INFORMATION SUPPLIED:
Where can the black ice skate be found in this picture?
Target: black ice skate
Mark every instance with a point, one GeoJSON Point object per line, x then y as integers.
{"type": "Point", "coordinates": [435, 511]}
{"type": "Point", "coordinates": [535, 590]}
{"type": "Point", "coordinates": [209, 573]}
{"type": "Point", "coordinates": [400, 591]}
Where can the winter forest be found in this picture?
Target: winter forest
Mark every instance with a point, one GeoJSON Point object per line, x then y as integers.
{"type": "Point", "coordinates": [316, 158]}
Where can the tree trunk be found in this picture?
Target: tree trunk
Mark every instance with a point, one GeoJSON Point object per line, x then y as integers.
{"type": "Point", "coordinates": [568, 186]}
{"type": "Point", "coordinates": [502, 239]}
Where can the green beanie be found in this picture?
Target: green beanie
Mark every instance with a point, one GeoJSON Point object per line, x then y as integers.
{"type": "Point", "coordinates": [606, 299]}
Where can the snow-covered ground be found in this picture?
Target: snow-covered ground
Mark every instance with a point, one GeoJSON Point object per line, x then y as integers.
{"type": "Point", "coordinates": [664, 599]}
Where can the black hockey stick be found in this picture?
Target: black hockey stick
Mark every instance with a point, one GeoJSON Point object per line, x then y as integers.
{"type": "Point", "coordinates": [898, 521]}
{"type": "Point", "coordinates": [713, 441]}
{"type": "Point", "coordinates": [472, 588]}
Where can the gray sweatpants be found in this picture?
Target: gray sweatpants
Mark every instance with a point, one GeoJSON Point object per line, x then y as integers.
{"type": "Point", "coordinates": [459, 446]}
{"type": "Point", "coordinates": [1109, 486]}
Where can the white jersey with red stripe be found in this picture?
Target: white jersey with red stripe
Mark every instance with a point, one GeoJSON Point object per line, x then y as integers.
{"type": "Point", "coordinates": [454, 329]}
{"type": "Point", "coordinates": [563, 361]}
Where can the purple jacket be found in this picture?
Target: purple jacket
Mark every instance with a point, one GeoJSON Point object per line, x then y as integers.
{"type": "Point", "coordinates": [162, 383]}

GOAL OF THE EXERCISE:
The range runs from the line above containing "Target: black ice skate" to the line containing "Where can the purple", inclusive. Restate those lines word for word and no others.

OUTPUT:
Target: black ice skate
Mark every instance with a point, one GeoJSON Point object per line, x then y as integers.
{"type": "Point", "coordinates": [435, 511]}
{"type": "Point", "coordinates": [535, 590]}
{"type": "Point", "coordinates": [209, 573]}
{"type": "Point", "coordinates": [400, 591]}
Where can the winter forest be found in this picture?
Target: winter forest
Mark every instance with a point, one GeoJSON Point object per line, x then y as integers.
{"type": "Point", "coordinates": [316, 158]}
Where can the tree trunk be found in this picture?
Target: tree trunk
Mark every instance with a point, one GeoJSON Point object per line, x then y as integers.
{"type": "Point", "coordinates": [568, 186]}
{"type": "Point", "coordinates": [502, 239]}
Where can the green beanie be found in this picture?
Target: green beanie
Mark every instance with a point, one GeoJSON Point object per line, x then y as integers.
{"type": "Point", "coordinates": [606, 299]}
Where can the snow-covered ground be found in this picture?
Target: snow-covered ground
Mark every instance with a point, one GeoJSON Point object per line, x then y as integers.
{"type": "Point", "coordinates": [664, 599]}
Where can the black hockey stick be found in this picture?
Target: black hockey stick
Mark every instance with a point, one GeoJSON Point object per line, x then y as integers.
{"type": "Point", "coordinates": [898, 521]}
{"type": "Point", "coordinates": [713, 441]}
{"type": "Point", "coordinates": [472, 588]}
Where can the gray sweatpants be found in this picture?
Target: gray sweatpants
Mark every instance with a point, one GeoJSON Point object per line, x then y as integers.
{"type": "Point", "coordinates": [459, 446]}
{"type": "Point", "coordinates": [1109, 486]}
Where can the white jersey with red stripe be found in this picture?
Target: white jersey with red stripe
Mark every instance with a point, one GeoJSON Point object per line, x then y as integers.
{"type": "Point", "coordinates": [454, 329]}
{"type": "Point", "coordinates": [563, 361]}
Where can the purple jacket be found in this picture?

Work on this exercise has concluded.